• **Excerpt to read**

As you close in on 200 mph, telephone poles do not rush by like picket fence posts. Objects in your peripheral vision don't blur, and there's no difficulty inhaling a breath of fresh air. All the hyperspeed myths fostered by comic book writers and Star Trek movies go poof in the wake of a real Callaway C16 racing to its terminal velocity.
Your pupils do close down to pinholes, however. Concentration filters out all but the most critical data--the tach needle's agonizingly slow sweep toward 6000 rpm, the rhythmic beat of combustion, the center line of the two-lane road ahead. With right leg locked, I wait patiently while the Vbox digital speed-ometer display ticks up one tenth at a time: 198.1, 198.2, 198.3.
Wish as I might, the digits will not budge past 198.3 mph. The 200-mph gate is locked tight. When I yank the shifter from fifth to sixth, speed and revs sag. Only a fraction of the horsepower available at 6000 rpm is on tap at 5000 rpm. For today at least, the 200-plus-mph Callaway C16 is a 198-mph automobile.
The Callaway C16 is the answer to the question, "What runs like a Porsche 911 Turbo, is priced like a Ferrari, and stirs the libido like Scarlett Johansson?" Buried deep within this glowing tangerine bolide lies a Chevrolet Corvette, but not the one that General Motors manufactures. The sixteenth project to leap from Reeves Callaway's fertile imagination is the American Idol relishing its trip to Hollywood.

• **Task requirements**
• a. How would you put the sentence "The 200-mph gate is locked tight." from the Callaway C16 article into Spanish?
• b. Can you print the Callaway C16 article from "Your pupils do" up to and including "198.1, 198.2, 198.3."?
• c. What comes after the last sentence of the Callaway C16 article? Write the continuation.
Nothing in the listing is needed for this work.

• **Excerpted records**

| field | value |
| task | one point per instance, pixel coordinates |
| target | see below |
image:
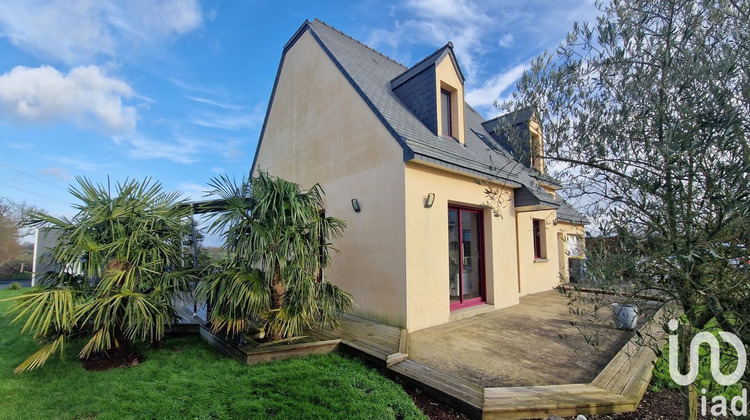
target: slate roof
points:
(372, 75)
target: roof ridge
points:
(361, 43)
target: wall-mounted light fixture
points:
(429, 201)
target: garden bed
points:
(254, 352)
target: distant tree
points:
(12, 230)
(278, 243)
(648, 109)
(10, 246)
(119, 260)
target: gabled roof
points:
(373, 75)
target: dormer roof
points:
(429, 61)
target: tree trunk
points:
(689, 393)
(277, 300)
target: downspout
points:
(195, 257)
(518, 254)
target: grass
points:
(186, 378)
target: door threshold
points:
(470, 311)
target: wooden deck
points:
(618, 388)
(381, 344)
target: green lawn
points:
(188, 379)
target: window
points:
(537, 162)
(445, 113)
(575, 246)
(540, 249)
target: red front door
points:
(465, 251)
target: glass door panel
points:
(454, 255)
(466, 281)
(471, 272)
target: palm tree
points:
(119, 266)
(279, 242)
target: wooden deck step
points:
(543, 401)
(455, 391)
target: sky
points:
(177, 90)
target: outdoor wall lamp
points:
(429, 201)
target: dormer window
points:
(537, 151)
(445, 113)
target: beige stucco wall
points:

• **Answers in order**
• a. La barrera de las 200 mph está firmemente cerrada.

• b.
Your pupils do close down to pinholes, however. Concentration filters out all but the most critical data--the tach needle's agonizingly slow sweep toward 6000 rpm, the rhythmic beat of combustion, the center line of the two-lane road ahead. With right leg locked, I wait patiently while the Vbox digital speed-ometer display ticks up one tenth at a time: 198.1, 198.2, 198.3.

• c.
Among scores of independent tuners and factory upgrade divisions, Callaway stands out as an outer-orbit upfitter. Like David Brown in the 1940s, Briggs Cunningham in the '50s, and Peter Monteverdi in the '60s, this son of a wine and golf-club magnate is a true patron of the specialty-car business, driven more by the desire to sign his name to meaningful projects than by profit motives.
In a nutshell, the C16 is a base Corvette coupe dressed in a custom-tailored suit, lined with fine interior furnishings, and loaded with comprehensive powertrain and chassis modifications. No major component has escaped Callaway's machinations. Because of his obsessive attention to detail, you must take a seat before pondering the price--the 616-hp car you see here costs $192,180. Add a five-piece set of fitted Schedoni luggage ($8800) to crest the $200,000 waterline. The 560-hp C16 package for the stripper Corvette coupe checks in at $116,675. Engineering and building 150 exotic cars annually at three different locations on two continents--Callaway's aspiration--is not a pocket-change project.